### [DOCUMENT EXCERPT]
···
90 Trans. Path. Soc. London, vol. xxxiv. p. 102. Unfortunately, in Röseler's case of multiple skin-cancers with an ulcerated cancer of the stomach no microscopical examination of the skin-nodules was made. The interpretation of this case is therefore doubtful (Virchow's Archiv, Bd. 77, p. 372).
91 Cases in point are recorded by Wrany (loc. cit.), Blix (Virchow u. Hirsch's Jahresbericht, 1876, ii. p. 207), Lange, Katzenellenbogen, and Lebert.
It is not rare for gastric cancer to cause secondary deposits in the stomach itself. Sometimes it is difficult to decide which of two or more cancers in the stomach is the primary growth, as in Ripley's case of ulcerated cancer of the cardiac orifice with a similar growth around the pyloric orifice.92 It is probable that in very rare instances multiple primary cancers may develop in the stomach.
92 J. H. Ripley, Trans. N.Y. Path. Soc., vol. iv. p. 121. Maurizio has also reported a case of scirrhous cancer of the cardia with scirrhous cancer of the pylorus (Annal. univ. di Medicina, Oct., 1869). A similar case was observed by Barth (Gaz. hebdom., 1856, No. 24, p. 424).
Cancerous metastases are produced by the transportation of cancerous elements by the lymphatic current or by the blood-current. In a number of instances the portal vein or some of the branches which help to form it have been found plugged with a cancerous mass which may or may not be organized.93 The cancer in these cases has burst through the walls of the vessel into the lumen, where it may grow both in the direction and against the direction of the current. On serous surfaces, and probably also, although rarely, on mucous surfaces, secondary cancers may develop from cancerous particles detached from a parent tumor and scattered over the surface as a kind of seminium.
93 Cases of this kind have been reported with especial fulness by Spaeth (Virchow's Archiv, Bd. 35, p. 432), Acker (Deutsches Arch. f. kl. Med., Bd. 11, p. 173), and Audibert (De la Généralisation du Cancer de l'Estomac, Paris, Thesis, 1877).
···
### [LISTED RECORDS]
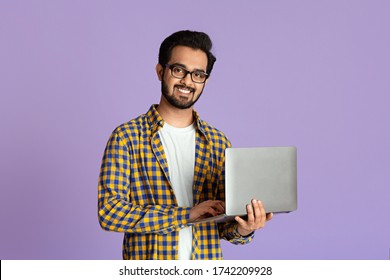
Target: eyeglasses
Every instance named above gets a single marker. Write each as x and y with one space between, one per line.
180 72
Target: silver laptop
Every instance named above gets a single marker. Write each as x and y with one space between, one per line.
267 173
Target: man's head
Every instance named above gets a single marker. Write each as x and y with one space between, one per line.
185 62
192 39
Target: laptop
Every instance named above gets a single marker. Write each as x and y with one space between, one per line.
265 173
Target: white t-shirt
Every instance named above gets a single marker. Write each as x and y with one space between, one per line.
179 148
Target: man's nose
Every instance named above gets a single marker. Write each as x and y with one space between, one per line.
187 80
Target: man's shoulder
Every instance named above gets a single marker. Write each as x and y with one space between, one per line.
133 126
214 133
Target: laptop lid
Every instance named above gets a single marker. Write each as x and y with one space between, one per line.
265 173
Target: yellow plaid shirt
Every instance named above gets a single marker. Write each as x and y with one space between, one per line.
135 195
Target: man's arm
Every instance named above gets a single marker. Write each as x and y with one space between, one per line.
116 212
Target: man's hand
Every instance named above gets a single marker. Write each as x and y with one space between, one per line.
256 218
205 209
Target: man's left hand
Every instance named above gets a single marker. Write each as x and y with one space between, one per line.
256 218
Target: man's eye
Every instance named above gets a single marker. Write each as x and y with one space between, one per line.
199 74
178 70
···
### [ASSIGNMENT 1]
In the gastric cancer excerpt, by what two routes are cancerous elements transported to produce metastases?
### [ASSIGNMENT 2]
Quote the gastric cancer excerpt between "91 Cases in" and "in the stomach.", inclusive.
The records aren't needed for this work.

### [TASK RESPONSE 1]
By the lymphatic current or by the blood-current.

### [TASK RESPONSE 2]
91 Cases in point are recorded by Wrany (loc. cit.), Blix (Virchow u. Hirsch's Jahresbericht, 1876, ii. p. 207), Lange, Katzenellenbogen, and Lebert.
It is not rare for gastric cancer to cause secondary deposits in the stomach itself. Sometimes it is difficult to decide which of two or more cancers in the stomach is the primary growth, as in Ripley's case of ulcerated cancer of the cardiac orifice with a similar growth around the pyloric orifice.92 It is probable that in very rare instances multiple primary cancers may develop in the stomach.